## Instructions
a – List every person, company, or institution mentioned by name in the article about Raspberry Pi's stock market float. Leave out product names and places.
b – In the article about Raspberry Pi's stock market float, quote the stretch from "We see a future" through "not the PCB." word for word.

## Text block
Our world has been abuzz with the news that Raspberry Pi are to float on the London Stock Exchange. It seems an obvious move for a successful and ambitious company, and as they seem to be in transition from a maker of small computers into a maker of chips which happen to also go on their small computers, they will no doubt be using the float to generate the required investment to complete that process.
New Silicon Needs Lots Of Cash
When a tech startup with immense goodwill grows in this way, there’s always a worry that it could mark the start of the decline. You might for instance be concerned that a floated Raspberry Pi could bring in financial whiz-kids who let the hobbyist products wither on the vine as they license the brand here and there and perform all sorts of financial trickery in search of shareholder value and not much else. Fortunately we don’t think that this will be the case, and Eben Upton has gone to great lengths to reassure the world that his diminutive computers are safe. That is however not to say that there might be pitfalls ahead from a hobbyist Pi customer perspective, so it’s worth examining what this could mean.
As we remarked last year, the move into silicon is probably the most important part of the Pi strategy for the 2020s. The RP2040 microcontroller was the right chip with the right inventory to do well from the pandemic shortages, and on the SBCs the RP1 all-in-one peripheral gives them independence from a CPU house such as Broadcom. It’s not a difficult prediction that they will proceed further into silicon, and it wouldn’t surprise us to see a future RP chip containing a fully-fledged SoC and GPU. Compared to their many competitors who rely on phone and tablet SoCs, this would give the Pi boards a crucial edge in terms of supply chain, and control over the software.
Raspberry Pi Are A Software Company. Yes, Really.
We see a future risk in the flotation from a hobbyist perspective though, when it comes to that software. Oddly there is a convincing argument to be made that Raspberry Pi is not a hardware company but a software one. This is not because their product isn’t physical boards, but because it’s not the board which makes a Pi such a safe bet. There are a lot of other companies making Pi clones which are every bit as good as the Pi on paper, but what makes the Pi special is that almost none of them come with the breadth of software support that we see on the boards from Cambridge. If I buy a Pi I have been able to rely on OS updates and new kernels for over ten years now, a record that’s completely unmatched by their competitors except maybe the likes of the BeagleBone. So when I buy a Pi, if I want to use it, I’m really in most cases buying it for Raspberry Pi OS, not the PCB.

## Listed entries
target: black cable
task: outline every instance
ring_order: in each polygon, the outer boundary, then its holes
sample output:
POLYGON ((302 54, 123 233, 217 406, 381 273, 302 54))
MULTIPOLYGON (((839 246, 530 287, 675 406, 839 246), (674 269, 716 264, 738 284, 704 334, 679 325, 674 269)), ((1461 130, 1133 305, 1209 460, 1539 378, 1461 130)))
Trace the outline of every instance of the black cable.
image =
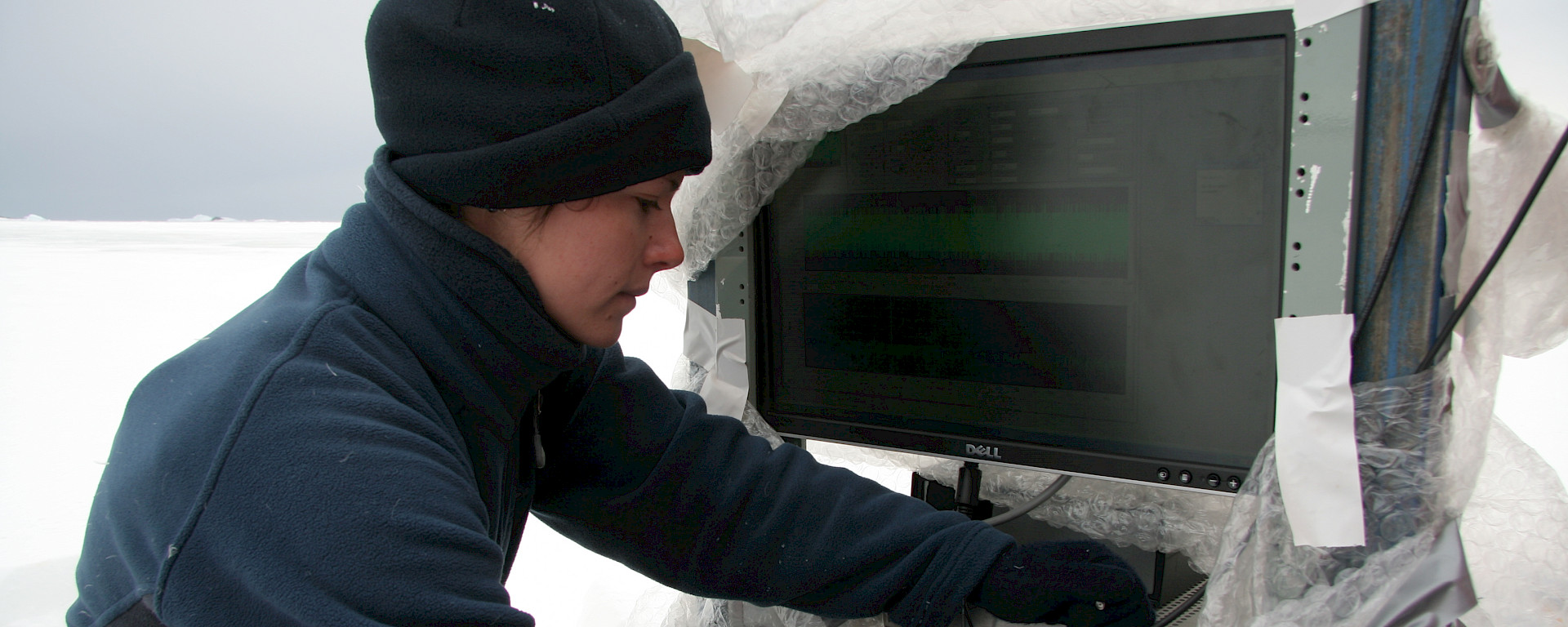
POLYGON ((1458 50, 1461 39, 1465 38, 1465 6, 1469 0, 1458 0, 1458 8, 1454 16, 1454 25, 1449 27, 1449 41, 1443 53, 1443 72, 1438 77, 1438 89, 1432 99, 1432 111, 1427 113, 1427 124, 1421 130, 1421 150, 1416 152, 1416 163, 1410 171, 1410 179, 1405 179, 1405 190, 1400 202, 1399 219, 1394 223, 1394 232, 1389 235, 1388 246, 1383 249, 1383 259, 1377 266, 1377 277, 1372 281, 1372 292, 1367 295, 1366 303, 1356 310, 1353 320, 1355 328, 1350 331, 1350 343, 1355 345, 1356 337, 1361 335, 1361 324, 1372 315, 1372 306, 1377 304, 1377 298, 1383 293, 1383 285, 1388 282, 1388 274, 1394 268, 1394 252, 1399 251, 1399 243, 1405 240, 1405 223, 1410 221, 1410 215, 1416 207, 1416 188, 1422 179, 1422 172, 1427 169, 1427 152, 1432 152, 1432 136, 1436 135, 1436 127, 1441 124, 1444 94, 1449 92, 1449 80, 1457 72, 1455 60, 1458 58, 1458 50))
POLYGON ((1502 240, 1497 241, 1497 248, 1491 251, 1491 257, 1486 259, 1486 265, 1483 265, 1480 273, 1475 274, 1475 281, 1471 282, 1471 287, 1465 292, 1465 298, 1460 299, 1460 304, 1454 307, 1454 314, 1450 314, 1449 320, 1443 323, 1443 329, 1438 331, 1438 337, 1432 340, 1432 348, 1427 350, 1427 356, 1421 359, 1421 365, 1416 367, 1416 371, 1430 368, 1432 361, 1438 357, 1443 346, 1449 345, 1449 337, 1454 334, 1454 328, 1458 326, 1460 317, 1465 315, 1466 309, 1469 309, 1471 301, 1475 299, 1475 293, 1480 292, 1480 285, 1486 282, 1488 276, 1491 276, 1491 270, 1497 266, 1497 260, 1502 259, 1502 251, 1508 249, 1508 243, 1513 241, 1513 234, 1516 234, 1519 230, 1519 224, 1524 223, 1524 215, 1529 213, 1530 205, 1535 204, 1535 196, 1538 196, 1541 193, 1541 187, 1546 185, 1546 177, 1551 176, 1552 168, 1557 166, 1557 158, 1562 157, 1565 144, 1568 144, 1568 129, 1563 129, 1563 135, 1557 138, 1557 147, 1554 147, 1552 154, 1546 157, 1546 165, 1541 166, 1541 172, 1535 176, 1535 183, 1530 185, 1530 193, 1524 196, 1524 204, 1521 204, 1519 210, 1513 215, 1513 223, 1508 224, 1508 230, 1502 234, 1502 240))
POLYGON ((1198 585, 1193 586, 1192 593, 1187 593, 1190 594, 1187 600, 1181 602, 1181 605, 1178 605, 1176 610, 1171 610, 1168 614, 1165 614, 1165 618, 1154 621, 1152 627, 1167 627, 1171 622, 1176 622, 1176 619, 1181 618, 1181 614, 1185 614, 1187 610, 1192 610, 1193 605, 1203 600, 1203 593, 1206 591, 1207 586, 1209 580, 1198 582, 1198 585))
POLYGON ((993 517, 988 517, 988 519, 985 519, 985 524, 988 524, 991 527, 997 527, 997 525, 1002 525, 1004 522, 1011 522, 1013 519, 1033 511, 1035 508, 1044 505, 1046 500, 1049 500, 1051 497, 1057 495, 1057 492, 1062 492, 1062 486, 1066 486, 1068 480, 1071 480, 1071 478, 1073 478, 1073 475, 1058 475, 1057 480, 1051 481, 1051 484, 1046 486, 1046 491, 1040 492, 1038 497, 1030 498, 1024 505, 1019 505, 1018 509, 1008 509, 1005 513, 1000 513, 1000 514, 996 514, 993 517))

## Outputs by task
a –
Raspberry Pi
London Stock Exchange
Eben Upton
Broadcom

b –
We see a future risk in the flotation from a hobbyist perspective though, when it comes to that software. Oddly there is a convincing argument to be made that Raspberry Pi is not a hardware company but a software one. This is not because their product isn’t physical boards, but because it’s not the board which makes a Pi such a safe bet. There are a lot of other companies making Pi clones which are every bit as good as the Pi on paper, but what makes the Pi special is that almost none of them come with the breadth of software support that we see on the boards from Cambridge. If I buy a Pi I have been able to rely on OS updates and new kernels for over ten years now, a record that’s completely unmatched by their competitors except maybe the likes of the BeagleBone. So when I buy a Pi, if I want to use it, I’m really in most cases buying it for Raspberry Pi OS, not the PCB.